◆ WORK INSTRUCTIONS ◆
1/ Reproduce the part of the notebook that begins at the words "Running command git" and stops after "throughout this project.", writing "common_types.h" wherever "data_types.h" appears.
2/ According to the notebook's install output, what pip version is available as a new release?
3/ Name every install step that the notebook's output reports as finished with status 'done'.

◆ PAGE ◆

In [1]:
# Load the extension that allows us to compile CUDA code in python notebooks
# Documentation is here: https://nvcc4jupyter.readthedocs.io/en/latest/
!pip install git+https://github.com/andreinechaev/nvcc4jupyter.git
%load_ext nvcc4jupyter

Collecting git+https://github.com/andreinechaev/nvcc4jupyter.git
  Cloning https://github.com/andreinechaev/nvcc4jupyter.git to c:\users\tinyr\appdata\local\temp\pip-req-build-fu_p04o3
  Resolved https://github.com/andreinechaev/nvcc4jupyter.git to commit 28f872a2f99a1b201bcd0db14fdbc5a496b9bfd7
  Installing build dependencies: started
  Installing build dependencies: finished with status 'done'
  Getting requirements to build wheel: started
  Getting requirements to build wheel: finished with status 'done'
  Preparing metadata (pyproject.toml): started
  Preparing metadata (pyproject.toml): finished with status 'done'
Source files will be saved in "C:\Users\tinyr\AppData\Local\Temp\tmpeb22z1tg".


  Running command git clone --filter=blob:none --quiet https://github.com/andreinechaev/nvcc4jupyter.git 'C:\Users\tinyr\AppData\Local\Temp\pip-req-build-fu_p04o3'

[notice] A new release of pip is available: 24.0 -> 24.2
[notice] To update, run: python.exe -m pip install --upgrade pip


In [2]:
%%cuda_group_save -g "source" -n "data_types.h"
/**
 * A collection of commonly used data types throughout this project.
 */
#pragma once

#include <stdint.h> // uint32_t

using element_t = uint32_t;

In [3]:
%%cuda_group_save -g "source" -n "cuda_common.h"
/**
 * Standard macros that can be useful for error checking.

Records
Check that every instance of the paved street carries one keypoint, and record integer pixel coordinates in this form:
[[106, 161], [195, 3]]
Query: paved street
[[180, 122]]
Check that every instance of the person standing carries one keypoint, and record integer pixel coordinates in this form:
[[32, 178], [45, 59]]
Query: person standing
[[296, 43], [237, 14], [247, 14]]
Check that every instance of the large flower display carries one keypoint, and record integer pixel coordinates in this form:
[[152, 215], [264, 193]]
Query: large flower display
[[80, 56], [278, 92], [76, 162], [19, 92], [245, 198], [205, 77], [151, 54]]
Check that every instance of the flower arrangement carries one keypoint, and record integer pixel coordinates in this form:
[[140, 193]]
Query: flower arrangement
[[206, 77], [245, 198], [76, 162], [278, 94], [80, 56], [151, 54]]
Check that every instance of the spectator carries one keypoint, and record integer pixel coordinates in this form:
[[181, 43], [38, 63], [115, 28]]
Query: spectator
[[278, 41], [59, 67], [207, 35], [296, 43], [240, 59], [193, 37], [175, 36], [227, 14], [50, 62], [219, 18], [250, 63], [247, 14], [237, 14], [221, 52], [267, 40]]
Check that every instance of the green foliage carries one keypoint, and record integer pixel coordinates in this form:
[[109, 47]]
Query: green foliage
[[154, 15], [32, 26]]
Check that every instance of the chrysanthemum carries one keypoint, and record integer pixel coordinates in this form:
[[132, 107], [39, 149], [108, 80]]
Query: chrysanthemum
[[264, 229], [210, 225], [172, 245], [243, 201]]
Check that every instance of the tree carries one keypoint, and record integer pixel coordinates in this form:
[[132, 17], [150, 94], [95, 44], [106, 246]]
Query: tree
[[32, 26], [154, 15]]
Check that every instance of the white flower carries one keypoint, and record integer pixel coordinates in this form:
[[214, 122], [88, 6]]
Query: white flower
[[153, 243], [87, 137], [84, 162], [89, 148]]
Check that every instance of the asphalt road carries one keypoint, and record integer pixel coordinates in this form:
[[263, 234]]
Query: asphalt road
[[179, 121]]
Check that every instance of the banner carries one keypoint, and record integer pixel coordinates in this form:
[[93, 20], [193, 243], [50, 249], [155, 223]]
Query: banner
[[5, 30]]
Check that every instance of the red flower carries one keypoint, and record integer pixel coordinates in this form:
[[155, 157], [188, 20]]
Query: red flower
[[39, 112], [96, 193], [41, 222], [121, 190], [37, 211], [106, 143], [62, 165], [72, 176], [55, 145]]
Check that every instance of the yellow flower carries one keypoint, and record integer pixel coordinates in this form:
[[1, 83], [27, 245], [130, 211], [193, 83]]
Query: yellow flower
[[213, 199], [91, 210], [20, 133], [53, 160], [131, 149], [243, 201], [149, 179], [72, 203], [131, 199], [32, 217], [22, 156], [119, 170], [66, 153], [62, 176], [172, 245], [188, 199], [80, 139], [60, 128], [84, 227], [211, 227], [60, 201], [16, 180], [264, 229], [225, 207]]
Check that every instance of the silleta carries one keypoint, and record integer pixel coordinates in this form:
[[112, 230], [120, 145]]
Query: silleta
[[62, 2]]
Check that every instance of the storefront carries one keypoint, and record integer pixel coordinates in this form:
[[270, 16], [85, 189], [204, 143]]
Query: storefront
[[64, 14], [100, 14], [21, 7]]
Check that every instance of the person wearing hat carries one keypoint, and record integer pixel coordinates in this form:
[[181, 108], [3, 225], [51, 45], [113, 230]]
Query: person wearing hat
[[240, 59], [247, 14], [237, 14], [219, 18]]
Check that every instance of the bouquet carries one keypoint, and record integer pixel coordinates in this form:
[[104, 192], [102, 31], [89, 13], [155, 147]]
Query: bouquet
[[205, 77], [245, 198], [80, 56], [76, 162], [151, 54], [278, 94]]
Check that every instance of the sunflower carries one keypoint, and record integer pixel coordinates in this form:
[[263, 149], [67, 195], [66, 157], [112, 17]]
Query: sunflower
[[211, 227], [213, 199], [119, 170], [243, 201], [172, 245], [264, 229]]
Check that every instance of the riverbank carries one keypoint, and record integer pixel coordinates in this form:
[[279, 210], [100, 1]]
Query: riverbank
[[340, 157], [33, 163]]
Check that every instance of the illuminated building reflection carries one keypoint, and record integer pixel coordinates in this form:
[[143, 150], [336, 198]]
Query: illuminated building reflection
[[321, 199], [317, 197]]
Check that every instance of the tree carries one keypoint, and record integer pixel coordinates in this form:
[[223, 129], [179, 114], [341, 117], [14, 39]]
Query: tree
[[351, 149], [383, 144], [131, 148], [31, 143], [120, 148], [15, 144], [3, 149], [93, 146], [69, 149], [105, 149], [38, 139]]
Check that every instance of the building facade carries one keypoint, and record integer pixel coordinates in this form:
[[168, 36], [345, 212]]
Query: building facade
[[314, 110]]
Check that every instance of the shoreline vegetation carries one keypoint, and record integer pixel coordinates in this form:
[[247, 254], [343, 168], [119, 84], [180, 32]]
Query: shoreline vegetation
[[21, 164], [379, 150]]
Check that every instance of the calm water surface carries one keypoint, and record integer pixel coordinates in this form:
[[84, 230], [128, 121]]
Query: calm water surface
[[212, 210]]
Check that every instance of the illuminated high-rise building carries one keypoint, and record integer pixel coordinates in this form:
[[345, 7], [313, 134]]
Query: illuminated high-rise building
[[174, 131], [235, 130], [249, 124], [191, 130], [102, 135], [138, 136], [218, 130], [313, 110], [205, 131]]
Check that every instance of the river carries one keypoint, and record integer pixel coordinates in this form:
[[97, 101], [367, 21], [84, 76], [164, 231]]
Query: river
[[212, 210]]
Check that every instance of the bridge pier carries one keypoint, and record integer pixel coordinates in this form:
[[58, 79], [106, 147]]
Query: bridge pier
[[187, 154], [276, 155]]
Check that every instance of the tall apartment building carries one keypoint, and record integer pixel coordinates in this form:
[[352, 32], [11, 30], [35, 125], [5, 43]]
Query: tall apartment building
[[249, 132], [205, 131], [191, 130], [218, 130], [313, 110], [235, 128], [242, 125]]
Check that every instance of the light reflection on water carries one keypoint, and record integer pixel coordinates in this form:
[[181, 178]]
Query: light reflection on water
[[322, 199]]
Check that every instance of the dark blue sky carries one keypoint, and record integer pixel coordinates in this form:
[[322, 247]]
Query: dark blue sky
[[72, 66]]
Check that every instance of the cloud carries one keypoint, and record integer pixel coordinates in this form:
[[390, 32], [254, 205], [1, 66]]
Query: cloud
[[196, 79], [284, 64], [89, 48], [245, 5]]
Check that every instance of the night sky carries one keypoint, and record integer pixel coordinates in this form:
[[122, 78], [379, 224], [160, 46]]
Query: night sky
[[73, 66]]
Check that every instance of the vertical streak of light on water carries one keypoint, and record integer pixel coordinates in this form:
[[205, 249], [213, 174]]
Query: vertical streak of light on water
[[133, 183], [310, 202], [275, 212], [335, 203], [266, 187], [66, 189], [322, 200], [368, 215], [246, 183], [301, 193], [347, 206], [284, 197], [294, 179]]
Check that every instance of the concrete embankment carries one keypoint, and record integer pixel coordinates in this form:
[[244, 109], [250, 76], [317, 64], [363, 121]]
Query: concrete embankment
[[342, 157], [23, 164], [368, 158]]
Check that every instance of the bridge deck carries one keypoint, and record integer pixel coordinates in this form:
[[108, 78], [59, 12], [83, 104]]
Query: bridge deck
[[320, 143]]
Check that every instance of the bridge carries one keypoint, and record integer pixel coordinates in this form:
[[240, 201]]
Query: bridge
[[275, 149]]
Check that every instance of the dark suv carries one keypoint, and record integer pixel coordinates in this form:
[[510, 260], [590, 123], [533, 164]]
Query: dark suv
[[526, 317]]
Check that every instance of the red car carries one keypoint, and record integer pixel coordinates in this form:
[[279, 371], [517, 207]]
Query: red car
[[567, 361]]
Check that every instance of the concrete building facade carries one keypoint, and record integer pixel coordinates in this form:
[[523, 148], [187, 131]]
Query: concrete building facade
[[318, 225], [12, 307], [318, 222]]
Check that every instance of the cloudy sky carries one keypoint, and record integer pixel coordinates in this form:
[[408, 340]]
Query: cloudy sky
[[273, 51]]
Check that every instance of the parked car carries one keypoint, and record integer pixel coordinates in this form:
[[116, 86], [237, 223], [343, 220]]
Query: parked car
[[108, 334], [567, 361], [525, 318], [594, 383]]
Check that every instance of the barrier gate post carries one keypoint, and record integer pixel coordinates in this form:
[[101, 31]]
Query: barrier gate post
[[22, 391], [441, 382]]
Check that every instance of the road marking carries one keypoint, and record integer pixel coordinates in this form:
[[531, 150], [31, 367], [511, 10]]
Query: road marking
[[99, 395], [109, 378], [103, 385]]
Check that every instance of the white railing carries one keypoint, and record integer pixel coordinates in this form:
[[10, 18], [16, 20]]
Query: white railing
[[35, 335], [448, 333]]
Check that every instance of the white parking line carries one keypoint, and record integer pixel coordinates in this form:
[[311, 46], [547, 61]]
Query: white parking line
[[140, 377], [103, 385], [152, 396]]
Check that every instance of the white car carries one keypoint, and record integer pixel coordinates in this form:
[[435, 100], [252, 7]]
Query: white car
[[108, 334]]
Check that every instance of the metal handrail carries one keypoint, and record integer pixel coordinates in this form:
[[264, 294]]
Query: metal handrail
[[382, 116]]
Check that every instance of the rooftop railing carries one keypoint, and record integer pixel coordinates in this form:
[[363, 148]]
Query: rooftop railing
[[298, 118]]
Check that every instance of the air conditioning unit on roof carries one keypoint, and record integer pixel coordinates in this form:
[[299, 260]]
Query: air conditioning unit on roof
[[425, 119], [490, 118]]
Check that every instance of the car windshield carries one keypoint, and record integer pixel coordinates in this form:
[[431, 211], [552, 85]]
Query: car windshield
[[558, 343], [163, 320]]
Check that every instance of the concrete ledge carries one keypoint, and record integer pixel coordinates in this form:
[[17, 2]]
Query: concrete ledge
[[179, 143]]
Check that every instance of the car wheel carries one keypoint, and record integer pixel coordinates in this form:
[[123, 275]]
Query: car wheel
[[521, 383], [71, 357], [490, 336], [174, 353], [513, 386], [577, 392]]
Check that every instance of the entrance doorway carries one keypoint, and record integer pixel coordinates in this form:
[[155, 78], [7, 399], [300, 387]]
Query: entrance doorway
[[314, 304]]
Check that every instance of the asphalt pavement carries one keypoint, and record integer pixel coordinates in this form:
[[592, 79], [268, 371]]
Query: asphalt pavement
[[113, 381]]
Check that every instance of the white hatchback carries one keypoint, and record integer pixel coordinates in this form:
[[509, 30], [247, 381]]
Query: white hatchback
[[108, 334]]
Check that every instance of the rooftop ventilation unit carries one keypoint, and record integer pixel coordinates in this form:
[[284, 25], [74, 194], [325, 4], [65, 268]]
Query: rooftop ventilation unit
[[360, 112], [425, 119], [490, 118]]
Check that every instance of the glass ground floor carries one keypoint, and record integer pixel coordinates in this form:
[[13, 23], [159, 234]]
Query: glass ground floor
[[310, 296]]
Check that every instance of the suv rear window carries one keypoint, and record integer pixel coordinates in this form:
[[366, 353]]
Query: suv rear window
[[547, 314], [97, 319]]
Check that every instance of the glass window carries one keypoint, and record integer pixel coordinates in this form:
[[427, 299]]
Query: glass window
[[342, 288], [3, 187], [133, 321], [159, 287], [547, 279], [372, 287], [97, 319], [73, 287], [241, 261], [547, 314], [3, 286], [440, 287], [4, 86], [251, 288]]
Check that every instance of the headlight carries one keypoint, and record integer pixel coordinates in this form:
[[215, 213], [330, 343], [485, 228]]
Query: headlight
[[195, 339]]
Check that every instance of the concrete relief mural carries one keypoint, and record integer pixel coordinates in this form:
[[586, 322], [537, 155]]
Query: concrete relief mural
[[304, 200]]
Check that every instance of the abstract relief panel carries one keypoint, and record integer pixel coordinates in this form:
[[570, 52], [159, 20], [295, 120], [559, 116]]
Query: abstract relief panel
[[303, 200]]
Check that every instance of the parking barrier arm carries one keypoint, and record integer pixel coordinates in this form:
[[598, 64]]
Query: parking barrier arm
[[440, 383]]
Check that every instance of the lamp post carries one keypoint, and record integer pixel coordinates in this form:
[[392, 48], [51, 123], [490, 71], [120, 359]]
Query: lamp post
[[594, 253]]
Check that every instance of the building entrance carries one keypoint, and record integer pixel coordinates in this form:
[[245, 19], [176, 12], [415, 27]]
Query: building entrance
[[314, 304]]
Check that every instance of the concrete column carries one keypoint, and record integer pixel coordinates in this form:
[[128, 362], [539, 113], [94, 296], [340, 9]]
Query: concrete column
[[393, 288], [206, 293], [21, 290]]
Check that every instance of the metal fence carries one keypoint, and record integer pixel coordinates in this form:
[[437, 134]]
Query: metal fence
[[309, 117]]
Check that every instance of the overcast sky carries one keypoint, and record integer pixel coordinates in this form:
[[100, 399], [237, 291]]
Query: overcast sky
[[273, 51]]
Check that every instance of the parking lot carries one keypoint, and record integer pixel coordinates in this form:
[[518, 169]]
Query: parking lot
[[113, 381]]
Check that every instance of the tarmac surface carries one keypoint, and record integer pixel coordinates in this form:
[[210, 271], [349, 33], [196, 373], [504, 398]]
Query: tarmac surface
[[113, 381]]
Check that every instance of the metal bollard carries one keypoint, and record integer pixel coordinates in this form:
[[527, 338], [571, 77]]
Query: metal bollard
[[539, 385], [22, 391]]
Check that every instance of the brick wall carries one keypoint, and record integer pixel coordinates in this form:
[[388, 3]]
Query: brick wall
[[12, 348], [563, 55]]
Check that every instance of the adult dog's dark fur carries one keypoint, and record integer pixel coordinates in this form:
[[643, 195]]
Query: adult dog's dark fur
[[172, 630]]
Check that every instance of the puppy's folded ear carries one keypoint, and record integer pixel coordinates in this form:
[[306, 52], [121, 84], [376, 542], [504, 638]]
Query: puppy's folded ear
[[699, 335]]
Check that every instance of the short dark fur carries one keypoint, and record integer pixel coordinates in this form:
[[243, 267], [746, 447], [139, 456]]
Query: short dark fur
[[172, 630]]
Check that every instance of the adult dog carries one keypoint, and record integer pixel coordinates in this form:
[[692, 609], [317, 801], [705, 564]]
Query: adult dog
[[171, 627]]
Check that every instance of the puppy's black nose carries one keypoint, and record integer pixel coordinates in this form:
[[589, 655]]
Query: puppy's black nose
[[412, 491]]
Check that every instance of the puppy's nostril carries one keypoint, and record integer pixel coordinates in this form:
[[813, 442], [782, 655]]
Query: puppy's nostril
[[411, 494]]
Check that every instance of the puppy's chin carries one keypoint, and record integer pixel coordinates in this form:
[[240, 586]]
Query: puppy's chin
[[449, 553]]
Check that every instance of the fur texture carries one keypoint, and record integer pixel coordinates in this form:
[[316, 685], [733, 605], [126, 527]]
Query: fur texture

◆ SOLVED TASKS ◆
1/
Running command git clone --filter=blob:none --quiet https://github.com/andreinechaev/nvcc4jupyter.git 'C:\Users\tinyr\AppData\Local\Temp\pip-req-build-fu_p04o3'

[notice] A new release of pip is available: 24.0 -> 24.2
[notice] To update, run: python.exe -m pip install --upgrade pip


In [2]:
%%cuda_group_save -g "source" -n "common_types.h"
/**
 * A collection of commonly used data types throughout this project.

2/ Version 24.2

3/ Installing build dependencies; Getting requirements to build wheel; Preparing metadata (pyproject.toml)